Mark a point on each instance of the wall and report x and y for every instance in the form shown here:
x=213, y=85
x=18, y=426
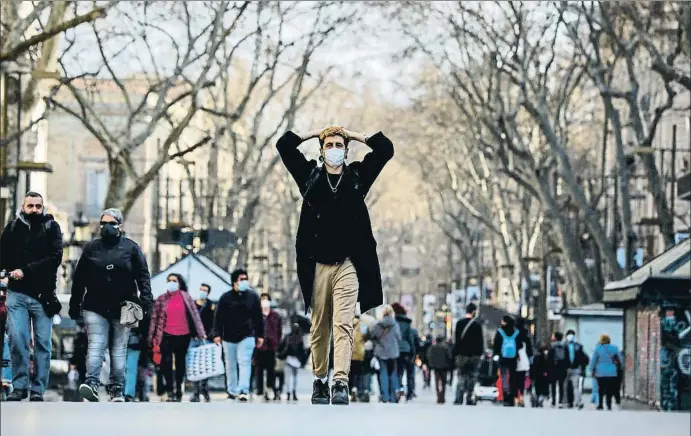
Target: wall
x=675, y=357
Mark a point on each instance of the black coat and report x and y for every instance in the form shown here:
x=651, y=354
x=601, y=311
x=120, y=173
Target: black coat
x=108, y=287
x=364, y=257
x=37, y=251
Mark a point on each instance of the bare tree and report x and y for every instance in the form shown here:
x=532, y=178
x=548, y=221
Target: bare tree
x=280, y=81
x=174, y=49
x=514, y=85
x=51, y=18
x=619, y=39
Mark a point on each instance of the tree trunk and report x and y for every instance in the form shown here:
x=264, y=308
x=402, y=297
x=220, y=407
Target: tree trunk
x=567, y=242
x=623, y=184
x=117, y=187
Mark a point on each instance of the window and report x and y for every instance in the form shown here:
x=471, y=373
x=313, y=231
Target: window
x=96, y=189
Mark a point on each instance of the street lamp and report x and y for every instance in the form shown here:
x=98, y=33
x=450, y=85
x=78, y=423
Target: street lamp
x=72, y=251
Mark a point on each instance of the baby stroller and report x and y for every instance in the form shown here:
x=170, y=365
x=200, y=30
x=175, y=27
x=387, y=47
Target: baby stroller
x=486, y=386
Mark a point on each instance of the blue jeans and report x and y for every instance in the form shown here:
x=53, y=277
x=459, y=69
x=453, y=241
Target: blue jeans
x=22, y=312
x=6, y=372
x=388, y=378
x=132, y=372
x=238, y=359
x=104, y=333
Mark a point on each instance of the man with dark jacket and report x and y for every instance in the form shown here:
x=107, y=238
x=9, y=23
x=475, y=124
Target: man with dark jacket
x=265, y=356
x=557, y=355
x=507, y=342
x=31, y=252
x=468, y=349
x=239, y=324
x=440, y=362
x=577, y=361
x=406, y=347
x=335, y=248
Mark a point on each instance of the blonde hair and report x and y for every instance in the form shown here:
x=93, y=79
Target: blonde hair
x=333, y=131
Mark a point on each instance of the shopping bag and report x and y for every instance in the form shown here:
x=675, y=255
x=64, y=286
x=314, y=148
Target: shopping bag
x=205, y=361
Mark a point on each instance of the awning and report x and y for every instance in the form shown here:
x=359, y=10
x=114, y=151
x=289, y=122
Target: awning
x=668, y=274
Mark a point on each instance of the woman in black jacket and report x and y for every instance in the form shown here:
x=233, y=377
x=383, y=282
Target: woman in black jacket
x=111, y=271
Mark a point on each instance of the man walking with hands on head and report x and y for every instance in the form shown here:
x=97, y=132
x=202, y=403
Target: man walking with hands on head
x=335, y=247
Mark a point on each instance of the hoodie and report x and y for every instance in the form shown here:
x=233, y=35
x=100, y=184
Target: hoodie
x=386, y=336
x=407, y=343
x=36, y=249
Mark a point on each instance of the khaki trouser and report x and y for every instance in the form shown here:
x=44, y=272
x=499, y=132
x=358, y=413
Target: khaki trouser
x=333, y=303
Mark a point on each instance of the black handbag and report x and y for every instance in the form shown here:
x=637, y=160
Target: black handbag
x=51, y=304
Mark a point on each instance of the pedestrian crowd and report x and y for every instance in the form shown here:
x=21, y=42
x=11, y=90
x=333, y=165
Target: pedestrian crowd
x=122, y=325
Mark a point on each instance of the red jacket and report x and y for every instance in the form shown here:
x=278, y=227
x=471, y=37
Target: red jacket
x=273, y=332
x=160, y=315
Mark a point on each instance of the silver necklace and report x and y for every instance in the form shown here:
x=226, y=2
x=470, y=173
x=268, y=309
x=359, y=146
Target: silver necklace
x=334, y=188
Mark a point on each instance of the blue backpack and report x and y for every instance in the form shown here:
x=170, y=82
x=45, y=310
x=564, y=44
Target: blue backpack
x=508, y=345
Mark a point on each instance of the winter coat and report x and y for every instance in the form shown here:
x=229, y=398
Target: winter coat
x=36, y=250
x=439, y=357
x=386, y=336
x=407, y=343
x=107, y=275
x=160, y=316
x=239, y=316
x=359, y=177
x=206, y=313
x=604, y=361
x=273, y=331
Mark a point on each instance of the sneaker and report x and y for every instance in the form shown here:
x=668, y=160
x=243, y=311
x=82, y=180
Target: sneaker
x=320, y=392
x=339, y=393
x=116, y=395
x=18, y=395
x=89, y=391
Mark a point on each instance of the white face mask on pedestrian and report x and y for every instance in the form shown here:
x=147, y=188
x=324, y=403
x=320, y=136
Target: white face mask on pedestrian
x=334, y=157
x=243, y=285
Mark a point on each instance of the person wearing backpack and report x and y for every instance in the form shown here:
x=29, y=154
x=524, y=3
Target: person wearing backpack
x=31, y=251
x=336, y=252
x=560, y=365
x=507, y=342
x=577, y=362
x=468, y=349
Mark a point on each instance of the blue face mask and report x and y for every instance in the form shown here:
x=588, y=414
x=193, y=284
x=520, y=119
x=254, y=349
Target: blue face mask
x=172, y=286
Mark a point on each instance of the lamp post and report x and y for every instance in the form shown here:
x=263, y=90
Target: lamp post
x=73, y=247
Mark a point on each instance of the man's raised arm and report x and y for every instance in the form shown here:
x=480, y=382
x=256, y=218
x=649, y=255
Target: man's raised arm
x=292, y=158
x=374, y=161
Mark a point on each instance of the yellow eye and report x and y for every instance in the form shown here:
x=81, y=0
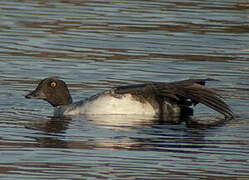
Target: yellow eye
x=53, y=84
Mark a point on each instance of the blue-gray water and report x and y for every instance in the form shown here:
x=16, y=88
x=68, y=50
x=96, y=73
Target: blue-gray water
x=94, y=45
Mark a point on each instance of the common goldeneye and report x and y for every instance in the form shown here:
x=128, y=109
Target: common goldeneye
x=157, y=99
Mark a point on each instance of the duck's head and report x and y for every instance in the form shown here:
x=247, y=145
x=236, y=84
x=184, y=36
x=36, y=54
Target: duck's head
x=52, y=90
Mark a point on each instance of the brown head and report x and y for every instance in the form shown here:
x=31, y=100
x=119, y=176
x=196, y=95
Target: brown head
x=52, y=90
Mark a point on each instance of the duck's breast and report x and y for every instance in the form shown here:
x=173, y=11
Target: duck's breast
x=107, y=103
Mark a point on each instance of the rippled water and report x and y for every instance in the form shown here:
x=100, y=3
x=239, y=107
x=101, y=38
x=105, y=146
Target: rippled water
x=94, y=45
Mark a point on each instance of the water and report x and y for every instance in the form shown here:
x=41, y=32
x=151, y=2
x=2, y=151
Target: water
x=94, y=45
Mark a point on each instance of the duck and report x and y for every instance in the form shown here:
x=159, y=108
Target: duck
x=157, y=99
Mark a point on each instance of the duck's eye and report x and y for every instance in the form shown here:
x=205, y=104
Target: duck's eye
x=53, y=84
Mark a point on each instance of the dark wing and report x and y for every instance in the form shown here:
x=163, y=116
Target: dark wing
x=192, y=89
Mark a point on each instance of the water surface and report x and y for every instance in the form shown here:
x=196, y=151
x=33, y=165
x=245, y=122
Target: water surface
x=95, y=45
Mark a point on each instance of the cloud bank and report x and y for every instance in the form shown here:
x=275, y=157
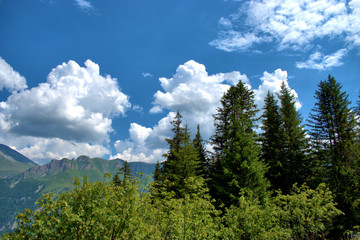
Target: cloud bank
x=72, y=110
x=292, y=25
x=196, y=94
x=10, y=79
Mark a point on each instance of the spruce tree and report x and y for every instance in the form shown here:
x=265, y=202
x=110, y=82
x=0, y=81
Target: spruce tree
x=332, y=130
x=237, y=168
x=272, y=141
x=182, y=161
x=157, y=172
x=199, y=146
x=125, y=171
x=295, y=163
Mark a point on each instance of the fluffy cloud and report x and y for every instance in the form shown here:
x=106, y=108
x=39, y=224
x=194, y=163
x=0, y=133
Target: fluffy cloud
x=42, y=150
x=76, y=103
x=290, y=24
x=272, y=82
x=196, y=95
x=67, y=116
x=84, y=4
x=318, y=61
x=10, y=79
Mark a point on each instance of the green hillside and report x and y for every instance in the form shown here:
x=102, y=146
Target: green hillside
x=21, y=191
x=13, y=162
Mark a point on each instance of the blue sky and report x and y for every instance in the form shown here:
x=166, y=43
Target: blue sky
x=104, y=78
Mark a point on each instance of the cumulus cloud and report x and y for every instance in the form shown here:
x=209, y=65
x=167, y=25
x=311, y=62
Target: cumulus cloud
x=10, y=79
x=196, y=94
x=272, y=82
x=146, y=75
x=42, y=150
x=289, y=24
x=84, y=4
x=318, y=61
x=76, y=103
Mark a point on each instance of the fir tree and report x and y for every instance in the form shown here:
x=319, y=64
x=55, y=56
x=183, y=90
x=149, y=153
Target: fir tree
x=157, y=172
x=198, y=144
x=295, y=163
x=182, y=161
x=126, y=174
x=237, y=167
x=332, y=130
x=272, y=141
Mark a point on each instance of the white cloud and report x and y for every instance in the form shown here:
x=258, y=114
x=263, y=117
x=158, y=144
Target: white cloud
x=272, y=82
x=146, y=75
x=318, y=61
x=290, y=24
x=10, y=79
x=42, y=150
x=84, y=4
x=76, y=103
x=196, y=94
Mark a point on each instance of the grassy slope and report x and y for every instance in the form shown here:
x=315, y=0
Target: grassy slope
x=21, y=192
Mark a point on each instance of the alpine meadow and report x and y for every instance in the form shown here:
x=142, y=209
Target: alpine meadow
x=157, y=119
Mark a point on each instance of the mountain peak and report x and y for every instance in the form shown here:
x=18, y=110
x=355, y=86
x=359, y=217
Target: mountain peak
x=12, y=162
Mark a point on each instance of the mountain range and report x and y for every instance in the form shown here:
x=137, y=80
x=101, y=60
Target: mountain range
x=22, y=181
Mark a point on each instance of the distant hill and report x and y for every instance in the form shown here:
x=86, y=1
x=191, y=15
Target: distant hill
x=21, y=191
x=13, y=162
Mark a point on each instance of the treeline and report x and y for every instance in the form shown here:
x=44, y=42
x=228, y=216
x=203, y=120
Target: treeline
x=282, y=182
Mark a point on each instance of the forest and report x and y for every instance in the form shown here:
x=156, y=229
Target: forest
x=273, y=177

==============================

* **YOUR ASSIGNMENT**: If a picture sits between the line containing "x=173, y=11" and the line containing "x=209, y=65", leave it out, and return the lines of that range above exactly, both ends included.

* **RESPONSE FOR THIS EXERCISE**:
x=173, y=11
Target: duck's breast
x=107, y=103
Mark a point on each instance of the rippled water and report x and y for every instance in the form shown here:
x=100, y=3
x=239, y=107
x=101, y=38
x=105, y=146
Target: rippled water
x=94, y=45
Mark a point on each instance of the water and report x and y for every instance in the form shown here:
x=41, y=32
x=151, y=2
x=2, y=151
Target: water
x=94, y=45
Mark a point on each instance of the duck and report x and y for every instance in the form shown here:
x=159, y=108
Target: duck
x=157, y=99
Mark a point on each instance of the duck's eye and report x and y for every instance in the form shown here:
x=205, y=104
Target: duck's eye
x=53, y=84
Mark a point on each instance of the dark wing and report x and y for every instance in the form shown here:
x=163, y=116
Target: dark wing
x=192, y=89
Mark a point on each instance of the water surface and report x and y for every instance in the form shown here:
x=196, y=151
x=33, y=165
x=245, y=122
Target: water surface
x=95, y=45
Mark a point on each instance of the cloud bank and report x and y for every instance in the form shown here:
x=275, y=157
Target: cloud bank
x=72, y=110
x=292, y=25
x=196, y=94
x=10, y=79
Mark a point on each instance of the spruce tree and report x and y for every instance in the form shown here:
x=265, y=202
x=110, y=82
x=0, y=81
Target: spruce tree
x=332, y=130
x=237, y=168
x=272, y=141
x=182, y=161
x=157, y=172
x=199, y=146
x=125, y=171
x=295, y=163
Mark a point on each instance of the fluffy cloud and report x and y for every instance in the form shown here:
x=106, y=108
x=39, y=224
x=194, y=163
x=0, y=133
Target: fluffy cloud
x=42, y=150
x=76, y=103
x=290, y=24
x=272, y=82
x=196, y=95
x=67, y=116
x=84, y=4
x=318, y=61
x=10, y=79
Mark a point on each instance of the green hillside and report x and y for every instance in the form shown here:
x=102, y=146
Target: green hillside
x=21, y=191
x=13, y=162
Mark a point on each instance of the blue sky and report x and y for every instance in the form shown here:
x=166, y=43
Target: blue sky
x=104, y=78
Mark a point on each instance of the cumulus cloud and report x and y for every instance in the form shown here:
x=209, y=65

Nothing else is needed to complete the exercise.